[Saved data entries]
★ ★ ★ ★ ★ ★ ★

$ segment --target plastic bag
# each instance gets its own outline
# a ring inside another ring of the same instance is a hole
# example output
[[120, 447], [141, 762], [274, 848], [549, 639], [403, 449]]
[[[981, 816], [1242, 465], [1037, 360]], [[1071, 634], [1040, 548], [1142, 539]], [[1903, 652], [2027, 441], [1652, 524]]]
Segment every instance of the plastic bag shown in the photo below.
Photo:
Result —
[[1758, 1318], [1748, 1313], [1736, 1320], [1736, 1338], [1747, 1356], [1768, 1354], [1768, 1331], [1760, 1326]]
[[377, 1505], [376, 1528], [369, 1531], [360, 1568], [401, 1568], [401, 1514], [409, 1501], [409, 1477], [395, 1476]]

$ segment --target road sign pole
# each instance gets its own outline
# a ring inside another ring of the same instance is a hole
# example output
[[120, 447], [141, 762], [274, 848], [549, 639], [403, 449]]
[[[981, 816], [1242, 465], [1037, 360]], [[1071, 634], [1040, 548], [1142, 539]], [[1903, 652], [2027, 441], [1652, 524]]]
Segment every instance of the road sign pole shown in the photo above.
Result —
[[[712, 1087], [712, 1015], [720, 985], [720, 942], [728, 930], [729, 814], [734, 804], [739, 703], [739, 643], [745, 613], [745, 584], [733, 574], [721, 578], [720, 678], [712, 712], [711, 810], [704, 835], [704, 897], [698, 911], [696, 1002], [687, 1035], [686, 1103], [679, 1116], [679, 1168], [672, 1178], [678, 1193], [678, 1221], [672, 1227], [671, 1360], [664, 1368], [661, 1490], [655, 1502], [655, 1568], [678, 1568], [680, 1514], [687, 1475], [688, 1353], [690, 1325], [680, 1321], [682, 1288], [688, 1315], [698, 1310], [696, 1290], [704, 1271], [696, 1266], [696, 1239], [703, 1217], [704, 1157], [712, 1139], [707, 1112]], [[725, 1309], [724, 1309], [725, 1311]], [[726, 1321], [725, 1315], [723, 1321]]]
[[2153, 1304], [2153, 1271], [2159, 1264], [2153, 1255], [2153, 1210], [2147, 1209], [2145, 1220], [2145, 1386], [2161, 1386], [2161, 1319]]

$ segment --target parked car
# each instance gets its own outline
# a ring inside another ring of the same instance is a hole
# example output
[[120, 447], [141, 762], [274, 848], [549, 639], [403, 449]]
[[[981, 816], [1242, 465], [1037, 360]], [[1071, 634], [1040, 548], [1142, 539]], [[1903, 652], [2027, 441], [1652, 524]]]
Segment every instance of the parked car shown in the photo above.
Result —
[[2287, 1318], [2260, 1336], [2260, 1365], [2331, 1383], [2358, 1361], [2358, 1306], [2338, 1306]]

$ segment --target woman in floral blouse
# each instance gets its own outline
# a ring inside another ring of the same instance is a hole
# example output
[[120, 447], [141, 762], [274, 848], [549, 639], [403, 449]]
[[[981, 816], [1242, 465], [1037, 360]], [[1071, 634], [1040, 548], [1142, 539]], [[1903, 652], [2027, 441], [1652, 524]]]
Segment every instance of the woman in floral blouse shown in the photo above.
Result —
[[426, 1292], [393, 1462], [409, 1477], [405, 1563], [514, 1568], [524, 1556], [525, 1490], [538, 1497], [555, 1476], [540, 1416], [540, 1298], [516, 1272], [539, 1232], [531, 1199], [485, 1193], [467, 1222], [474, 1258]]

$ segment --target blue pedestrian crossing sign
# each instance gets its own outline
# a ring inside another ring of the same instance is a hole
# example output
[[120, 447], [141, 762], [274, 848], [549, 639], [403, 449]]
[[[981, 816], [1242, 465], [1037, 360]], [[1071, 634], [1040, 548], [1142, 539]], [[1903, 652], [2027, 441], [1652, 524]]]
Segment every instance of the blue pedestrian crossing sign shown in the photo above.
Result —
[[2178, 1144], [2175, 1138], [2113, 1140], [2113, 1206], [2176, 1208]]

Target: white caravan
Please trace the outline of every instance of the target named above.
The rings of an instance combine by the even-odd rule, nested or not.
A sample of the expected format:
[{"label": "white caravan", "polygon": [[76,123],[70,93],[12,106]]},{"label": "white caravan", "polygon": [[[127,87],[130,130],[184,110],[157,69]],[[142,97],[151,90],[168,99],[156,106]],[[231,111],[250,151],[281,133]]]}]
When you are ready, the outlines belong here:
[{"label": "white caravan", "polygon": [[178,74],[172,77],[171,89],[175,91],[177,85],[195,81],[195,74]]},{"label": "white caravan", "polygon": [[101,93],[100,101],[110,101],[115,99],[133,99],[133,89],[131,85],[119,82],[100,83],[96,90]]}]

★ ★ ★ ★ ★ ★ ★

- _THE TASK_
Filter the entries down to the lines with the word "road" in them, and copy those lines.

- _SOLUTION TO THIS TASK_
$ segment --target road sign pole
Segment every instance of the road sign pole shown in the photo above.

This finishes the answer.